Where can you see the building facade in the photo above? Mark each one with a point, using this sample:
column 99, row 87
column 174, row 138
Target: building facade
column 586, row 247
━━━━━━━━
Can you copy out every one of these lines word for word?

■ **Correct answer**
Where can you see the building facade in the photo above? Mark each one with a point, using this sample:
column 99, row 87
column 174, row 138
Target: building facade
column 586, row 247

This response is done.